Filter the listing below and keep only the lines that contain the string "summit".

### Point placement records
## start

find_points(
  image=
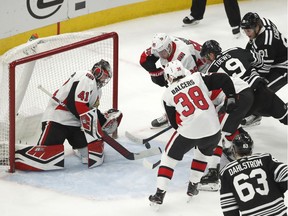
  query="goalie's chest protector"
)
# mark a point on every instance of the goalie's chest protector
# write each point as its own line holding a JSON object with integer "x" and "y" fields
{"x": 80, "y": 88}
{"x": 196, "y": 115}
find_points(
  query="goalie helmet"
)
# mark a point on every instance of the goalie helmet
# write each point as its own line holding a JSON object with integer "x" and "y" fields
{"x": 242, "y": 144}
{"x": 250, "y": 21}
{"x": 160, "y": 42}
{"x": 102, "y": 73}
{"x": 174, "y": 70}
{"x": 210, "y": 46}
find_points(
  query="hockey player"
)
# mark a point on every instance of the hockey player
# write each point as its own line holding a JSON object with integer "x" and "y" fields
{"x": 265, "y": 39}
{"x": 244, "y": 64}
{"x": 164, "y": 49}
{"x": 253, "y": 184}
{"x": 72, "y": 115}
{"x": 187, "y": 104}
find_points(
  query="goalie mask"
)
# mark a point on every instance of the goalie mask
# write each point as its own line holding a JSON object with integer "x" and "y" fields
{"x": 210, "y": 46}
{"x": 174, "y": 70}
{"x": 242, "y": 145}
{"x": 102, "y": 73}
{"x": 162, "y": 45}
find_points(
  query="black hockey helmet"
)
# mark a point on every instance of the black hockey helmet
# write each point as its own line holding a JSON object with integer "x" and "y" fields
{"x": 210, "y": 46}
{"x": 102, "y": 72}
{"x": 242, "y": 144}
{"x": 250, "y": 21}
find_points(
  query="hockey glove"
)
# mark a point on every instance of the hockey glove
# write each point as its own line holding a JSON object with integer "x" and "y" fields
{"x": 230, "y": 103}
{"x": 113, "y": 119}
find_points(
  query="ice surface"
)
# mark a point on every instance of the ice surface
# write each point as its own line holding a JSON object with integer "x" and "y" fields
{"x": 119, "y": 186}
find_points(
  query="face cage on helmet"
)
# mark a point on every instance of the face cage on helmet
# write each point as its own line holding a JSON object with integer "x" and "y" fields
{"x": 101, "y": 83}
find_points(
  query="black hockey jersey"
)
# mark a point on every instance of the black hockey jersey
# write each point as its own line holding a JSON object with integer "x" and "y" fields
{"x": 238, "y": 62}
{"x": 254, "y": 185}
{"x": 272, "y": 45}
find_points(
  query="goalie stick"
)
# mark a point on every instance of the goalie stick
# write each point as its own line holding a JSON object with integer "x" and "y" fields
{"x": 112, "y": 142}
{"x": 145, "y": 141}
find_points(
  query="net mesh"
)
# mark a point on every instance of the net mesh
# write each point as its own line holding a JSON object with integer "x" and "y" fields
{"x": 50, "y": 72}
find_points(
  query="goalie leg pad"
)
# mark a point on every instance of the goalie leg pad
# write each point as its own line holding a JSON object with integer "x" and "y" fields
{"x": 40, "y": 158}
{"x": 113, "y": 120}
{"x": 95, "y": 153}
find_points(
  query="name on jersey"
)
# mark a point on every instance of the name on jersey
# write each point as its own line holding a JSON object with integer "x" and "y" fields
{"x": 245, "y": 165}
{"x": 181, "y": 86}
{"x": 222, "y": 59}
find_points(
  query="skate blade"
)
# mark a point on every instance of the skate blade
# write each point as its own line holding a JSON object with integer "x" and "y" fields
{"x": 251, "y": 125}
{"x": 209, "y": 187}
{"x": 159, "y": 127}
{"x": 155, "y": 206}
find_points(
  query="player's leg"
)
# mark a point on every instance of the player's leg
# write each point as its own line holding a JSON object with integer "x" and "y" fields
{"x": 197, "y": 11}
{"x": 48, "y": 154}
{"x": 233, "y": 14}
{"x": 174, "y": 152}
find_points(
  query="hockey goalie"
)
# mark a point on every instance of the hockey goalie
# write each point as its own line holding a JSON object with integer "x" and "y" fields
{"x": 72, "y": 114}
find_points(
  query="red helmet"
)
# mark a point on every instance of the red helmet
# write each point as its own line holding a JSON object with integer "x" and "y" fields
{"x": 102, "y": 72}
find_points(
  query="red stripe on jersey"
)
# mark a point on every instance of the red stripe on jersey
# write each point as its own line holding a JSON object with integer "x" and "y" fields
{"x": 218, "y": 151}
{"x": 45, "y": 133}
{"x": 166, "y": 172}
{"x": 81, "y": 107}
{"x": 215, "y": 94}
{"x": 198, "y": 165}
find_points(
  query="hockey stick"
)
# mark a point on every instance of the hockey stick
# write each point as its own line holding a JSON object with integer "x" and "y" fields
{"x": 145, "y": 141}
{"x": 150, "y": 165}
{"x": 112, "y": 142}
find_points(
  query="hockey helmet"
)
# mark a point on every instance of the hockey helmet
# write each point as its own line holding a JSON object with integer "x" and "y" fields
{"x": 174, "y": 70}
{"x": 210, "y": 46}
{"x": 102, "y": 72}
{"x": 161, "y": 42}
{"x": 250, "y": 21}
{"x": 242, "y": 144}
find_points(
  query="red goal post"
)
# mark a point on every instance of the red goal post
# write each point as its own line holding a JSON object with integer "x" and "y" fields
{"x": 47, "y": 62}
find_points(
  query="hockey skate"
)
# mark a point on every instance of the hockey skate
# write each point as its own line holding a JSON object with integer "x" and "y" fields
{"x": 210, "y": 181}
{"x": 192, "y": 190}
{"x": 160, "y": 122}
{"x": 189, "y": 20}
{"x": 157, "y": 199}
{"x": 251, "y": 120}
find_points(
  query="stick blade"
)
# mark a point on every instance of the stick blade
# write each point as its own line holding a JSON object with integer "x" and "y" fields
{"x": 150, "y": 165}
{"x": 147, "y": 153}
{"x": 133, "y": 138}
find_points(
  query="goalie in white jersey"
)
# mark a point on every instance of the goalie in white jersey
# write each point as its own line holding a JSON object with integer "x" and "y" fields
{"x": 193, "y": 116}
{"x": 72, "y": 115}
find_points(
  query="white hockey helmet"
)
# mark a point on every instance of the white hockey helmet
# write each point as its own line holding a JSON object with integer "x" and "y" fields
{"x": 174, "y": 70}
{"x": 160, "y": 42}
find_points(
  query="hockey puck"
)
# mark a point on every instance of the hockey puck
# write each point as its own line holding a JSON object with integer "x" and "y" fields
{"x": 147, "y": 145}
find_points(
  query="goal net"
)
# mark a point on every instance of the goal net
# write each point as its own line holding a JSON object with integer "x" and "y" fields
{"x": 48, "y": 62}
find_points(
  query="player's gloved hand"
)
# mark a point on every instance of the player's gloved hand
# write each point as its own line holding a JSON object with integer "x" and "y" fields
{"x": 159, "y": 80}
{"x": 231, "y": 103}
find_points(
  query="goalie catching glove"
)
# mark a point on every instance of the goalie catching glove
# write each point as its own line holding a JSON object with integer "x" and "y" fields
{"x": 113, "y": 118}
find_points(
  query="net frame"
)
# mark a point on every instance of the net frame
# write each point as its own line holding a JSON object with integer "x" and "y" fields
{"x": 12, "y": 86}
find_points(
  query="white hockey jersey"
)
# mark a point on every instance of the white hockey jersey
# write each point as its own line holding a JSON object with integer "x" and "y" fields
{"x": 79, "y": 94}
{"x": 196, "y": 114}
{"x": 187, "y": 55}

## end
## start

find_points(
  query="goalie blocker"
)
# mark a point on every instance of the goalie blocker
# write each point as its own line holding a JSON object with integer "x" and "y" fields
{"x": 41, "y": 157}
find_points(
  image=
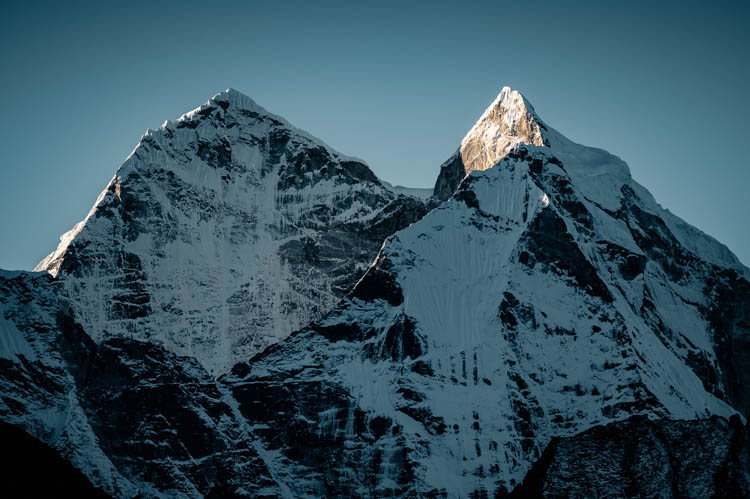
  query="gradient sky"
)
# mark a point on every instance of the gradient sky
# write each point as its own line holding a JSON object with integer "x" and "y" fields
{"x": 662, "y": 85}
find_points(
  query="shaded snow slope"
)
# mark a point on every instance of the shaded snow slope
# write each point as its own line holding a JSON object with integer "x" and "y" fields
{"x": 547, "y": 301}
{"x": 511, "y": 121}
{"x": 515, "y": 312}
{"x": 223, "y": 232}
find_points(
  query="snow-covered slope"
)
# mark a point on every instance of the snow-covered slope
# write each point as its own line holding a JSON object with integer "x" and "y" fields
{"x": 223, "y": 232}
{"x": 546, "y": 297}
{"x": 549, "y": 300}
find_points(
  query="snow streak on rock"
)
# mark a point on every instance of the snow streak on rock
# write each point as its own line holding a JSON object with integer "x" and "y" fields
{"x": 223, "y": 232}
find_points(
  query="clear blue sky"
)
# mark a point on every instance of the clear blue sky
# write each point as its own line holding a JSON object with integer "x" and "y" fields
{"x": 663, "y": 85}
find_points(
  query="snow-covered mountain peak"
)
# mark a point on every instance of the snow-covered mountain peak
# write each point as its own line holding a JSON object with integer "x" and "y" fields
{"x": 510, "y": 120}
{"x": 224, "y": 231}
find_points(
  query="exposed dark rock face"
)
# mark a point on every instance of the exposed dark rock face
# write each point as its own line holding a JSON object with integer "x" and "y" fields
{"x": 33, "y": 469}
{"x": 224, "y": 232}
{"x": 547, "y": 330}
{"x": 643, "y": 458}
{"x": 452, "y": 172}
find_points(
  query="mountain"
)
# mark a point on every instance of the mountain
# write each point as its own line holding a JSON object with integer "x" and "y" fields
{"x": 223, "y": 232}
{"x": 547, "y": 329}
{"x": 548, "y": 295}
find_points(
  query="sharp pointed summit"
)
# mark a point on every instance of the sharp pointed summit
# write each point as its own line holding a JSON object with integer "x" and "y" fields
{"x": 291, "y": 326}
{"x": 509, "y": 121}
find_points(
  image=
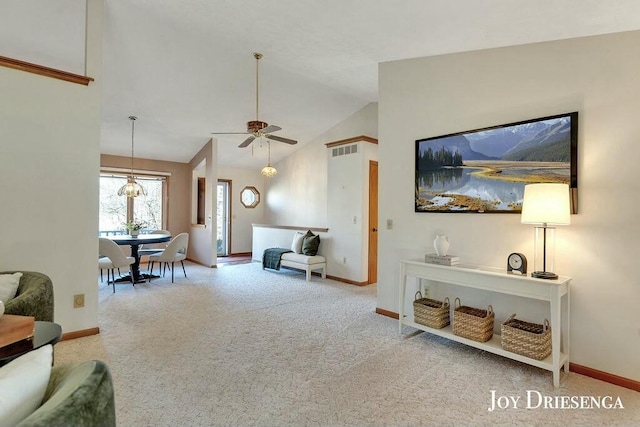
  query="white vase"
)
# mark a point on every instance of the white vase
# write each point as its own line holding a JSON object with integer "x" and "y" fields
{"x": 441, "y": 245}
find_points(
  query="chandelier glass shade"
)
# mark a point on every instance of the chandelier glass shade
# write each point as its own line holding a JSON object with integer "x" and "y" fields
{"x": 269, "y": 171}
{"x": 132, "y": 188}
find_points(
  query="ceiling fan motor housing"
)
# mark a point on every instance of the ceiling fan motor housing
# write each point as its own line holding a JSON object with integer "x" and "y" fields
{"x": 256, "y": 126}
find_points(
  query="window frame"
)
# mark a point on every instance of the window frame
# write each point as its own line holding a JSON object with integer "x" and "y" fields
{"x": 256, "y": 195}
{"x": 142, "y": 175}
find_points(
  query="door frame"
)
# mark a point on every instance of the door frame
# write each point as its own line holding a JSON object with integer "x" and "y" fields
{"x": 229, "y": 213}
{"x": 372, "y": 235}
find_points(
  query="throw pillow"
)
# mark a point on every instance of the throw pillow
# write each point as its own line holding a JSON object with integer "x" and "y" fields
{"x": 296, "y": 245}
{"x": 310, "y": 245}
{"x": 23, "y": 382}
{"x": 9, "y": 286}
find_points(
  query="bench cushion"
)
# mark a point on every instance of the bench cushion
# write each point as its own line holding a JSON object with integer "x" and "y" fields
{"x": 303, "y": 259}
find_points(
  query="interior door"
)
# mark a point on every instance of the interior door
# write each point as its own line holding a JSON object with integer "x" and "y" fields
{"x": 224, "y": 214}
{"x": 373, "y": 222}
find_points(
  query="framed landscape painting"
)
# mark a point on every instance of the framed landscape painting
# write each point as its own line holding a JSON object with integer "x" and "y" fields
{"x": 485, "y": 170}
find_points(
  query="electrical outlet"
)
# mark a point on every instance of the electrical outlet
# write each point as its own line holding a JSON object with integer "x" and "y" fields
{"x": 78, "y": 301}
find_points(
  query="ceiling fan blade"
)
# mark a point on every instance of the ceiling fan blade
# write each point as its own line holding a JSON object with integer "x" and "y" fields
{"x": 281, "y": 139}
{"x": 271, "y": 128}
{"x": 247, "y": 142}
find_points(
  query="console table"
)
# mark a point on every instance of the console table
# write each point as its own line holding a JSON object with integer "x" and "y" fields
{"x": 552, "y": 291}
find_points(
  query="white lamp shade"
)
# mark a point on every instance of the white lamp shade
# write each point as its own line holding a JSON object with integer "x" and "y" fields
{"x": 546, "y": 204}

## end

### Worked solution
  query="sharp pointed summit"
# mark a point on every instance of the sharp pointed summit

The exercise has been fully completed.